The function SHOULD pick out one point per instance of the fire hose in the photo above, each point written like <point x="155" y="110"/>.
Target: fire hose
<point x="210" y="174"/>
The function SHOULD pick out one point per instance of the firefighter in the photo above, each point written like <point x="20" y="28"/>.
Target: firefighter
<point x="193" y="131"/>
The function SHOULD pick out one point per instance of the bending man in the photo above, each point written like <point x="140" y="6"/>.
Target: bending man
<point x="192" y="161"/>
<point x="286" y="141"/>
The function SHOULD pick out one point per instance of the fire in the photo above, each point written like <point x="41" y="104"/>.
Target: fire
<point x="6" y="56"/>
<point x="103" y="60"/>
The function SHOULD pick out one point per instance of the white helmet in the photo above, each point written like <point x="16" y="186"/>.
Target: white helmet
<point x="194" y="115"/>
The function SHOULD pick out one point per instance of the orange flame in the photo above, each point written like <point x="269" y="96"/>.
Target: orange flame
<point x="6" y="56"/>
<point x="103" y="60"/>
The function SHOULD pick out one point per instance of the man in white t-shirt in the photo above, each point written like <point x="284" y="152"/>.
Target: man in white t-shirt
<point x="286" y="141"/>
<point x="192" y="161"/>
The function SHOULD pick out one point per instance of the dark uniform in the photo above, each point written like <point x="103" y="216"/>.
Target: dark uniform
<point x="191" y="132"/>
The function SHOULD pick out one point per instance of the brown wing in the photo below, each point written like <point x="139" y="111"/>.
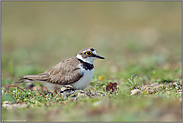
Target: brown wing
<point x="64" y="73"/>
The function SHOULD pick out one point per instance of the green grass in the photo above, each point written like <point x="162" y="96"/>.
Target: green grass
<point x="141" y="42"/>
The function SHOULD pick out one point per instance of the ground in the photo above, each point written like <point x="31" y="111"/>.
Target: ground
<point x="141" y="42"/>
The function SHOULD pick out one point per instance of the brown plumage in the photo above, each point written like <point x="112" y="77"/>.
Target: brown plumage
<point x="63" y="73"/>
<point x="76" y="71"/>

▸ **ABOUT THIS TASK**: Please report every line of the listing that contains the string "above".

▸ **TASK RESPONSE**:
The function SHOULD pick out one point per instance of the fire hose in the photo above, each point written like <point x="155" y="110"/>.
The function SHOULD pick out one point per instance of the firefighter in the photo above, each point written like <point x="20" y="28"/>.
The function SHOULD pick out one point per instance of the bending man in the photo above, each point written like <point x="140" y="6"/>.
The function SHOULD pick out one point per instance of the fire in the photo above, each point written like <point x="41" y="104"/>.
The function SHOULD pick out one point per instance of the white helmet in the photo above, each point written like <point x="16" y="186"/>.
The function SHOULD pick out one point per instance of the orange flame in the photo above, each point written like <point x="269" y="96"/>.
The function SHOULD pick out one point per instance of the man in white t-shirt in the photo above, each point written like <point x="284" y="152"/>.
The function SHOULD pick out one point per instance of the dark uniform in the photo above, each point written like <point x="103" y="216"/>.
The function SHOULD pick out one point per instance of the green grass in the photo above, each point written like <point x="162" y="96"/>.
The function SHOULD pick out one point per instance of the ground in the photo above, each point written like <point x="31" y="111"/>.
The function SHOULD pick out one point per instance of the brown plumage in the photo above, each point written like <point x="112" y="77"/>.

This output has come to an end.